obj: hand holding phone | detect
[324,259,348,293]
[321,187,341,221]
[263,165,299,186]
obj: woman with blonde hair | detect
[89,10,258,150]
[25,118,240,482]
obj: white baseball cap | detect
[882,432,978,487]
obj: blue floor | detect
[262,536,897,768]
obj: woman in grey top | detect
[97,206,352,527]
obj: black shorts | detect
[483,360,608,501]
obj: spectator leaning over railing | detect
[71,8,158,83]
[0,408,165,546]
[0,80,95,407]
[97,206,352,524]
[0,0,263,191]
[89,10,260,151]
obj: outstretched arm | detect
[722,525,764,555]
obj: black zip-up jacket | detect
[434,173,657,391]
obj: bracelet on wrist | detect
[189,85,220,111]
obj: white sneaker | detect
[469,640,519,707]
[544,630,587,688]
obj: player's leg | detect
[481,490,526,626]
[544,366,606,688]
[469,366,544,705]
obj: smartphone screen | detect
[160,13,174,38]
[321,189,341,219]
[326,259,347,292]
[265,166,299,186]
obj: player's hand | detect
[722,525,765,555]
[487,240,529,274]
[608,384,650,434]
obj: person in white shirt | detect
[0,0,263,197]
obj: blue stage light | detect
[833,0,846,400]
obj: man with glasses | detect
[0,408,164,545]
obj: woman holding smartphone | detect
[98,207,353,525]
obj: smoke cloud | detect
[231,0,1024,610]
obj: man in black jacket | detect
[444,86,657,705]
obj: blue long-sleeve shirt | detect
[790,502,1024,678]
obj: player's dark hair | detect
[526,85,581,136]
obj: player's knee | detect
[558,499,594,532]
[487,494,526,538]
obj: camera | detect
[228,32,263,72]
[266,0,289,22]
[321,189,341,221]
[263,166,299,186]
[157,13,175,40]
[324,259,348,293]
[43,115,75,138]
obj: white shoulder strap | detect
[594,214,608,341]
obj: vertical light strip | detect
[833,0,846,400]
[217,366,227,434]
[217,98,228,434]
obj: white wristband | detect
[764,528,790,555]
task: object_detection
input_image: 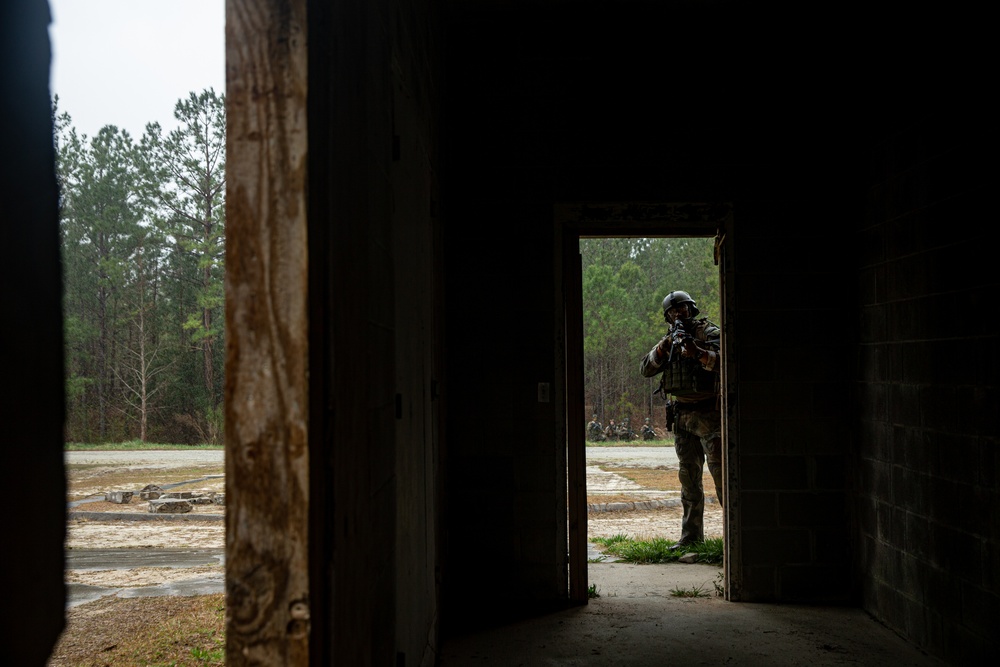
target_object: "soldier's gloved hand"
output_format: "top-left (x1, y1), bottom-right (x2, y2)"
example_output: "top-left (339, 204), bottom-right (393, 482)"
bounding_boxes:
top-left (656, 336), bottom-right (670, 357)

=======

Problem to solve
Write out all the records above again without the pictures, swapping "white sneaker" for "white running shoe" and leaving everything else unchanged.

Response
obj: hand holding phone | detect
[324,259,348,293]
[321,187,341,221]
[263,165,299,186]
obj: woman with blonde hair | detect
[89,10,258,150]
[25,118,240,482]
obj: white baseball cap | detect
[882,432,978,487]
obj: blue floor | detect
[262,536,897,768]
obj: woman in grey top | detect
[97,206,352,527]
obj: black shorts | detect
[483,360,608,501]
obj: spectator leaning over railing | detect
[71,8,158,83]
[0,408,165,546]
[0,80,95,407]
[97,206,352,524]
[0,0,263,191]
[89,10,260,151]
obj: outstretched arm | detect
[722,525,764,555]
obj: black zip-up jacket | detect
[434,173,657,391]
obj: bracelet on wrist | detect
[189,85,220,111]
obj: white running shoe | detect
[469,640,519,707]
[544,630,587,688]
obj: player's leg | detect
[481,490,526,626]
[544,366,606,688]
[469,366,544,705]
obj: smartphone screen | detect
[160,13,174,38]
[321,189,341,219]
[326,259,347,292]
[265,166,299,186]
obj: player's hand | detect
[722,525,765,555]
[487,240,529,274]
[608,384,650,434]
obj: person in white shirt | detect
[0,0,263,197]
obj: blue stage light | detect
[833,0,846,400]
obj: man with glasses | detect
[0,408,164,545]
obj: woman holding smartphone | detect
[98,207,353,525]
obj: smoke cloud | detect
[231,0,1024,610]
obj: man in black jacket | detect
[444,86,657,705]
obj: blue long-sleeve shirt | detect
[790,502,1024,678]
obj: player's dark hair | detect
[526,85,581,136]
obj: player's knee | detect
[558,499,594,532]
[487,494,526,538]
obj: camera | detect
[228,32,263,72]
[266,0,289,22]
[321,189,341,221]
[263,166,299,186]
[157,13,175,40]
[324,259,348,293]
[43,115,75,138]
obj: white shoulder strap | detect
[594,214,608,341]
obj: vertical light strip | detect
[833,0,846,400]
[217,366,227,434]
[217,98,228,434]
obj: white wristband | detect
[764,528,790,555]
task: object_detection
input_image: 
target_object: "soldier's gloved hand"
output_format: "top-left (x1, y1), bottom-right (x2, y2)"
example_output: "top-left (339, 204), bottom-right (393, 482)"
bounding_boxes:
top-left (656, 336), bottom-right (670, 357)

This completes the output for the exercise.